→ **Excerpts of location labeling data**

----------------------------------------

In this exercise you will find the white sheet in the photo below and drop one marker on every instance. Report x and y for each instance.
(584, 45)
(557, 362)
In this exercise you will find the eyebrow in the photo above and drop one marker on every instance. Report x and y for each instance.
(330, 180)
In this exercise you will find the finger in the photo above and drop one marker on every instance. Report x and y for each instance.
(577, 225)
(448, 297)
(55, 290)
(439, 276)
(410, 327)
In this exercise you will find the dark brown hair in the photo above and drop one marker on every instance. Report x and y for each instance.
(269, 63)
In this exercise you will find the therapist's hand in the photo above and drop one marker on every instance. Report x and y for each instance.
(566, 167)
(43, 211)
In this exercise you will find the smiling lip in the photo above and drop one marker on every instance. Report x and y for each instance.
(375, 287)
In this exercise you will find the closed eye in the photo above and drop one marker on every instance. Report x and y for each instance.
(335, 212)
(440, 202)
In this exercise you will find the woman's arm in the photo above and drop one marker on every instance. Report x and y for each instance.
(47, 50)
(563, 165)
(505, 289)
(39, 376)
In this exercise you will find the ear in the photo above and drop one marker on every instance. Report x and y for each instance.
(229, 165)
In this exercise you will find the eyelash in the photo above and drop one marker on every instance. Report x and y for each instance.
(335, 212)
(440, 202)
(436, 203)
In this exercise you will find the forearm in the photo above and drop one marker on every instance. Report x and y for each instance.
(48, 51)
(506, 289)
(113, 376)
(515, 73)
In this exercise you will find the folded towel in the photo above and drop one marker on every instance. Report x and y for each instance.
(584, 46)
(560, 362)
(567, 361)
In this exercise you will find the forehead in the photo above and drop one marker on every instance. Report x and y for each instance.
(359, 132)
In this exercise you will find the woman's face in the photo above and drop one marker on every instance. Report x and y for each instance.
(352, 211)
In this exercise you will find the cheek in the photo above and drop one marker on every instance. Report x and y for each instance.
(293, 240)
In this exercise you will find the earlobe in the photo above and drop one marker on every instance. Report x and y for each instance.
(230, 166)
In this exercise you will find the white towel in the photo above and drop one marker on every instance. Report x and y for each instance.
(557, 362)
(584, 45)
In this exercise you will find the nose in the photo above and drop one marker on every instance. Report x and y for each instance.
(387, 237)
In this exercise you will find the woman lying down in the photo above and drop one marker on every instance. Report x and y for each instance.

----------------------------------------

→ **Your instructions**
Find the line with "In this exercise you will find the forearm" in the listing above, then write out that line and each remaining line exactly, with no other text.

→ **Answer in full**
In this exercise you will find the forearm in the photo above and drop one marker on every instance. Report x and y for each instance.
(48, 51)
(506, 289)
(113, 376)
(515, 73)
In this exercise you will find the folded towel in the photo above and drop one marker on every instance. Report x and y for each instance.
(584, 46)
(560, 362)
(567, 361)
In this exercise you will find the forehead in the photo above and drop one marker on every instance. Report x and y for each instance.
(359, 132)
In this exercise you will find the woman's face in the photo above and drop one marker on every instance. Report x and y for each instance.
(352, 211)
In this exercise you will find the cheek in the photo above and drop one marker on every instance. Report x and y for each instance.
(293, 240)
In this exercise you will find the earlobe in the photo above and drop one marker on every instance. Report x and y for each instance.
(230, 166)
In this exercise you will find the white towel in the photo above and drop one marker on every instance. Report x and y for each instance.
(557, 362)
(584, 45)
In this exercise you will find the nose in the photo above and drop one marker on every instance. Report x and y for each instance.
(387, 237)
In this exercise you will find the woman lying down in the photo above and drop one marker on every instance. Report x and y for each instance.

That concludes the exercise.